DESCRIPTION OF THE TASK: Take nothing but the lines from the one with "I'd appreciate it if you could show me where the yellow" through the one with "the green bush" in the entries below, both ends kept, and return them exactly with pictures left out.

Referring expression grounding data:

· · · ·

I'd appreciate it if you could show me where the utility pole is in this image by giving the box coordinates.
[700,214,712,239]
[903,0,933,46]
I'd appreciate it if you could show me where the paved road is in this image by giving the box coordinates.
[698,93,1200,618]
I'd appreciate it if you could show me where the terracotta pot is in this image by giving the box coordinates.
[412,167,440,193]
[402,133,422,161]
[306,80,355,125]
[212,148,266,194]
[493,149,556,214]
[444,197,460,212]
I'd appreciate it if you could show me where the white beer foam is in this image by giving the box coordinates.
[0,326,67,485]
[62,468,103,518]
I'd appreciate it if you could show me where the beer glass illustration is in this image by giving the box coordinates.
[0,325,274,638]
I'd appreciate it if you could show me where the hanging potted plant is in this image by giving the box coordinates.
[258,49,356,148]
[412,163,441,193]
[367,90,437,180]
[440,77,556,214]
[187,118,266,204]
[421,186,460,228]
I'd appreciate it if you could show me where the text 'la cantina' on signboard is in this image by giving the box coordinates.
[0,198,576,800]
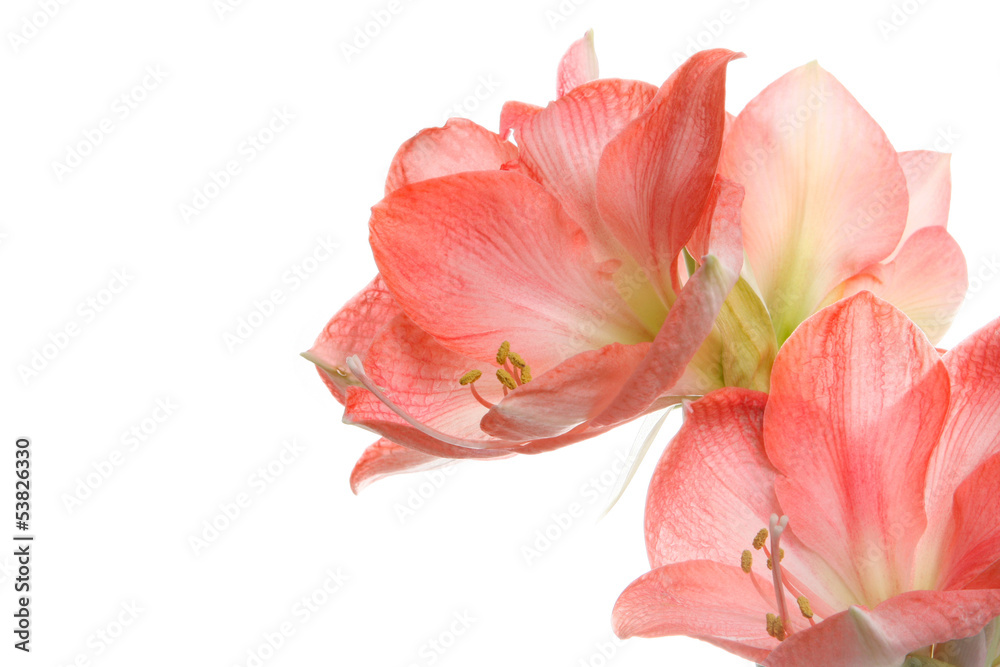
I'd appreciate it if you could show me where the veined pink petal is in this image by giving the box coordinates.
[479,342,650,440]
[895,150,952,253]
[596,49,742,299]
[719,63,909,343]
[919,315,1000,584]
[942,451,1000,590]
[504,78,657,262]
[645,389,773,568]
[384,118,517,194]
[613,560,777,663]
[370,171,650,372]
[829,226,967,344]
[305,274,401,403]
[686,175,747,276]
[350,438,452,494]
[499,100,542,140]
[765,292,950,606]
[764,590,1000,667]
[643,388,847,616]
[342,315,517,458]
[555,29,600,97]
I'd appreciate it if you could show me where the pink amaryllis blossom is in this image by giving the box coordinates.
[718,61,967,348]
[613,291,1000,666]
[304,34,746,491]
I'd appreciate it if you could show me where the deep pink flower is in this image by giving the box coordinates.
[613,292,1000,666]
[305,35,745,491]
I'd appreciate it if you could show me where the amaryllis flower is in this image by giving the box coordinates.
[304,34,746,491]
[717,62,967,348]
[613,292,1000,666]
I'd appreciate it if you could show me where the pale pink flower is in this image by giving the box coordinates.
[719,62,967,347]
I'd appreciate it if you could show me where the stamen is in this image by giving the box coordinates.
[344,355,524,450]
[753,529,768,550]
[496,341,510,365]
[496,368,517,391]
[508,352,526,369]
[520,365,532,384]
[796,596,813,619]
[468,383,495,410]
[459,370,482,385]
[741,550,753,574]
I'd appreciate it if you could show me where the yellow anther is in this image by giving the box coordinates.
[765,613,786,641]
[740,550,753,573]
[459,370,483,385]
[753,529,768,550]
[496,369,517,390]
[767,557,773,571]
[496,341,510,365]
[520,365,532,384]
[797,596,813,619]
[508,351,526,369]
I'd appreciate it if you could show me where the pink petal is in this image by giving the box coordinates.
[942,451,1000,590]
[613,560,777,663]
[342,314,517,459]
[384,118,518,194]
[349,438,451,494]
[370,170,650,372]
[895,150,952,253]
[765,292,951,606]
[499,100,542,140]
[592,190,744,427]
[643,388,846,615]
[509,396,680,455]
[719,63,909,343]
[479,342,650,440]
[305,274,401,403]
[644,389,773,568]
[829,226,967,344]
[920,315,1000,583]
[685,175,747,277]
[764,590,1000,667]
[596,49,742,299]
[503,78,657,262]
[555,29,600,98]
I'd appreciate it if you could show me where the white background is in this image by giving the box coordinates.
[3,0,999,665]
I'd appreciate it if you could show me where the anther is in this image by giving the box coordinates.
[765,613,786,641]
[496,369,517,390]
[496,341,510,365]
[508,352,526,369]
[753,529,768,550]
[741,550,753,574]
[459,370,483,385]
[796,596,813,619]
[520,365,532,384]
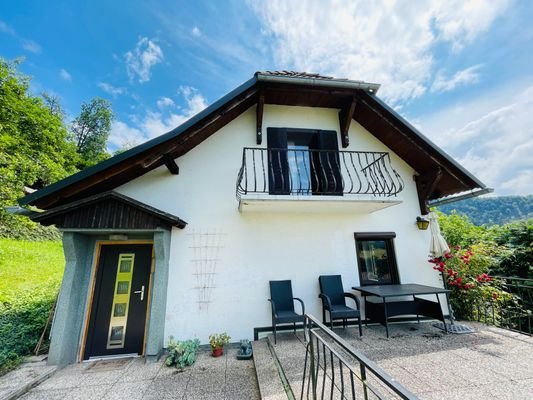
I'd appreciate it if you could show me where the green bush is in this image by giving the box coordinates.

· · · ·

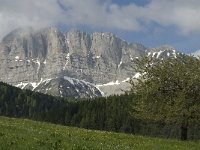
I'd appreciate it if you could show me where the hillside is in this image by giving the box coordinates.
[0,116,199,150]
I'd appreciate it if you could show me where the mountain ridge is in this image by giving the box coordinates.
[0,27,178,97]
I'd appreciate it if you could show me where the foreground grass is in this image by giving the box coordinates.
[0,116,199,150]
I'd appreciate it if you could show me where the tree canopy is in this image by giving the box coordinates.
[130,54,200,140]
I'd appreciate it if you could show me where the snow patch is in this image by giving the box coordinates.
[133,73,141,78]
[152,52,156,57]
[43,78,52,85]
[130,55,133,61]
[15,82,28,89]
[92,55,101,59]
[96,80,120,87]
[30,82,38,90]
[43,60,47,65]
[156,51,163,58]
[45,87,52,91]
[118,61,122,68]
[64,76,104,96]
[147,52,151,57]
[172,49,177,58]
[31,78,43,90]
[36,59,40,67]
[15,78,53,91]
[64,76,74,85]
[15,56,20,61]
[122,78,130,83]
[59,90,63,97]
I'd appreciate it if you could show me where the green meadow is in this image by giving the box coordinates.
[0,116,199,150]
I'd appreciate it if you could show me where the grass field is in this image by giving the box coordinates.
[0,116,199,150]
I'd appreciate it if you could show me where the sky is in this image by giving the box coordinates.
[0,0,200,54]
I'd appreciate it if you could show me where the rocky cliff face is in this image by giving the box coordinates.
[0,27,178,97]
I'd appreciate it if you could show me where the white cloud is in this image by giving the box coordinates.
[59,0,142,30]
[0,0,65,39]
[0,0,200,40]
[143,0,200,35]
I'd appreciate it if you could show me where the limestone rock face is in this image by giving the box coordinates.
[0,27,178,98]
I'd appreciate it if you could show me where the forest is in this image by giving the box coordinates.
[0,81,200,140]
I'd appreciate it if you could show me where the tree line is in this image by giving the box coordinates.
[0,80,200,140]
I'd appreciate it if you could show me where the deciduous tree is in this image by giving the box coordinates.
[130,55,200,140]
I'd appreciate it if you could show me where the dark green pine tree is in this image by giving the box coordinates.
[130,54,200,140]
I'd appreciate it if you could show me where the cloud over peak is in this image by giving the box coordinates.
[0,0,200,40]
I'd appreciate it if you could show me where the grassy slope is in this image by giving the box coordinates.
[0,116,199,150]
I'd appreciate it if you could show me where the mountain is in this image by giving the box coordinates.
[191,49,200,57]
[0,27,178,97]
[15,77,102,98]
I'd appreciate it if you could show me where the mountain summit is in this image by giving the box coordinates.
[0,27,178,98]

· · · ·

EXERCISE RESULT:
I'd appreciate it if you could show me where the yellow anther is in this image by giving the box coordinates.
[765,613,786,641]
[740,550,753,573]
[459,370,483,385]
[753,529,768,550]
[496,369,517,390]
[767,557,773,571]
[496,341,510,365]
[520,365,532,384]
[797,596,813,619]
[508,351,526,369]
I'd appreciate it if you could show me where the pink petal is in this image by giving the box coordinates.
[942,451,1000,590]
[613,560,777,663]
[342,314,517,459]
[384,118,518,194]
[349,438,451,494]
[370,170,650,372]
[895,150,952,253]
[765,292,951,606]
[499,100,542,140]
[592,190,744,427]
[643,388,846,615]
[509,396,680,455]
[719,63,909,343]
[479,342,650,440]
[305,274,401,403]
[644,389,773,568]
[829,226,967,344]
[920,315,1000,583]
[685,175,747,277]
[764,590,1000,667]
[596,49,742,299]
[503,78,657,262]
[555,29,600,98]
I'd appreciate it if you could show me where the white background is in this image by giving the box coordinates.
[3,0,999,665]
I'd appreciate it if you could show me where the anther is in this image by giving the box coordinates.
[765,613,786,641]
[496,369,517,390]
[496,341,510,365]
[508,352,526,369]
[753,529,768,550]
[741,550,753,574]
[459,370,483,385]
[796,596,813,619]
[520,365,532,384]
I'd appreciate it if you could show me where the green bush is in this image by giving the box coordinates.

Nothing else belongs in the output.